** RECORDS FOR THE EXERCISE **
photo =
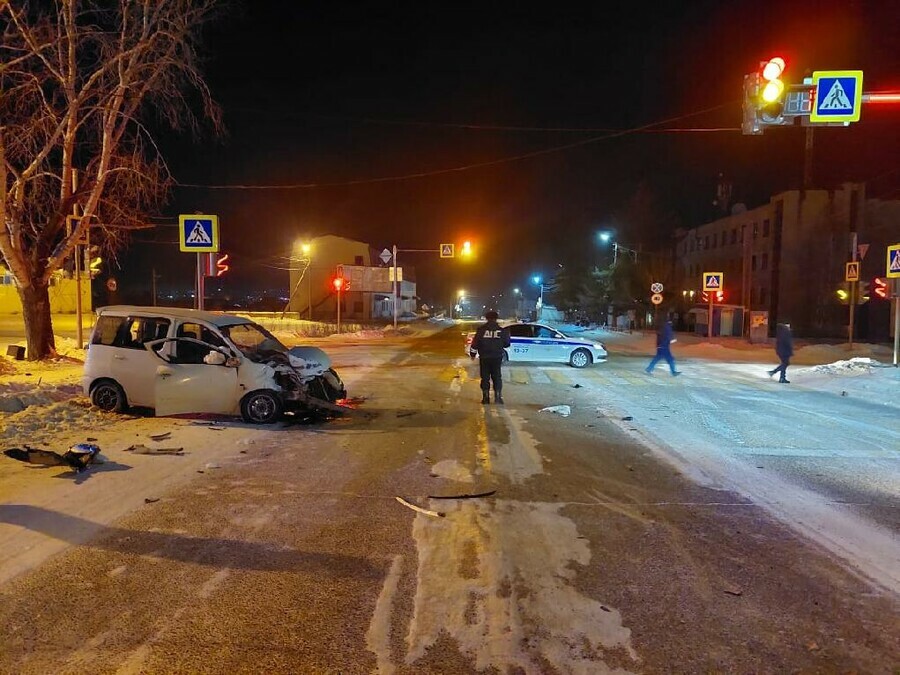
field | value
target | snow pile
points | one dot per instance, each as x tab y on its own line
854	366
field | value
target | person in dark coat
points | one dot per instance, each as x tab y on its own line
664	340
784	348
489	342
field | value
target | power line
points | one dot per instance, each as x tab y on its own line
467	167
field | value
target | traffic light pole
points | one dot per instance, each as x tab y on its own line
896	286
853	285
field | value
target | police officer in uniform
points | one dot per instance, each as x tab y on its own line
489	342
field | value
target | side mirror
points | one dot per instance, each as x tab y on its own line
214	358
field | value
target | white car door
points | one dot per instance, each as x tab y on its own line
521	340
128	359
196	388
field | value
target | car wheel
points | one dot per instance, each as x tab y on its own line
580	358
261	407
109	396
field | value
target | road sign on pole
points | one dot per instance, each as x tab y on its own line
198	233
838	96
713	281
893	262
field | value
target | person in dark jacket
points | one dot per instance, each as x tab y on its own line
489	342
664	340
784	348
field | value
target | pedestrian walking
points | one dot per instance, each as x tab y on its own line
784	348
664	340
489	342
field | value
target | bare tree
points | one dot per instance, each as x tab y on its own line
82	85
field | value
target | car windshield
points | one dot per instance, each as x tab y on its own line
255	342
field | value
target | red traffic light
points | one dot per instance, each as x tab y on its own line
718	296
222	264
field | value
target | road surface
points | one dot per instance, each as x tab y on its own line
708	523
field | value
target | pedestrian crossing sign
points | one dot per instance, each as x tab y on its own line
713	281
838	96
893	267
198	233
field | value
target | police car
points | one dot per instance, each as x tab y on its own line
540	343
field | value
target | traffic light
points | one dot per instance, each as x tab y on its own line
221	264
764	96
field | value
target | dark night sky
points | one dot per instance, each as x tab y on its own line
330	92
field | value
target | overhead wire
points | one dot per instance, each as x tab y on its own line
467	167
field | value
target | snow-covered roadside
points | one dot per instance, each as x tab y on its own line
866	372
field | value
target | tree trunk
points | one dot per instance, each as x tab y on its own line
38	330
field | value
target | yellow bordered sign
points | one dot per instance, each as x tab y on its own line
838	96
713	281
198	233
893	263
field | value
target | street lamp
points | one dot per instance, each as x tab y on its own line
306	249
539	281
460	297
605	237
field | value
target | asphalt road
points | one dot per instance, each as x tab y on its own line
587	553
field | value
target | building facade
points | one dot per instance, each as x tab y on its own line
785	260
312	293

* * *

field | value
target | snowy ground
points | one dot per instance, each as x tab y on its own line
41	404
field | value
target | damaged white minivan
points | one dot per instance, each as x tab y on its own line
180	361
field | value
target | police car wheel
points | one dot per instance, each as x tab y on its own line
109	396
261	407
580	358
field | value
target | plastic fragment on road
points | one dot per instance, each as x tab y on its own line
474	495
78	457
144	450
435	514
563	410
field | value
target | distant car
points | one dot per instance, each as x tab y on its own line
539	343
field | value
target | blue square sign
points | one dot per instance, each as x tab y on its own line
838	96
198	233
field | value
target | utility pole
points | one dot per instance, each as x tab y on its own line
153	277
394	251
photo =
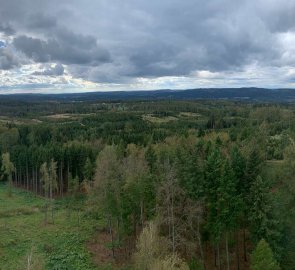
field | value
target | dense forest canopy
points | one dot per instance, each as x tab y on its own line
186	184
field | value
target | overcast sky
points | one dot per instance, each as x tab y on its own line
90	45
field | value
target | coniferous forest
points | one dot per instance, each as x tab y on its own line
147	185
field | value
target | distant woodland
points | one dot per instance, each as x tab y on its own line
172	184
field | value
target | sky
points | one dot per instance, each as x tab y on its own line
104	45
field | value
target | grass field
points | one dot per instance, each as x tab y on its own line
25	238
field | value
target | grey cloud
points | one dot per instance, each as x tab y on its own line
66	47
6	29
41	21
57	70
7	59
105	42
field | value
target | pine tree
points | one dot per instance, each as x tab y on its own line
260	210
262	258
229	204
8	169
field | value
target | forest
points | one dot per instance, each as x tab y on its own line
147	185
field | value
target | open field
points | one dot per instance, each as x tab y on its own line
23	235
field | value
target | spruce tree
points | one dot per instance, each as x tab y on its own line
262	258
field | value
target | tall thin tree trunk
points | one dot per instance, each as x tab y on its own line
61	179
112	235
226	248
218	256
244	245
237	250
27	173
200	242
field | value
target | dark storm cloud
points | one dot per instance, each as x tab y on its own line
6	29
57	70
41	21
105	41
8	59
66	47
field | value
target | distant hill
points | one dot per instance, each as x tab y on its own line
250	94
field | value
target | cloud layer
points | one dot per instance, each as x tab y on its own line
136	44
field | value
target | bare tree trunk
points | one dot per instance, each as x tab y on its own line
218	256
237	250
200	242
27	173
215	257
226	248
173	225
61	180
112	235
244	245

** EXERCISE OBJECTIVE **
Count how many lines of the listing above contain the string "police", with case counting, and give only that number.

** THE SOLUTION **
3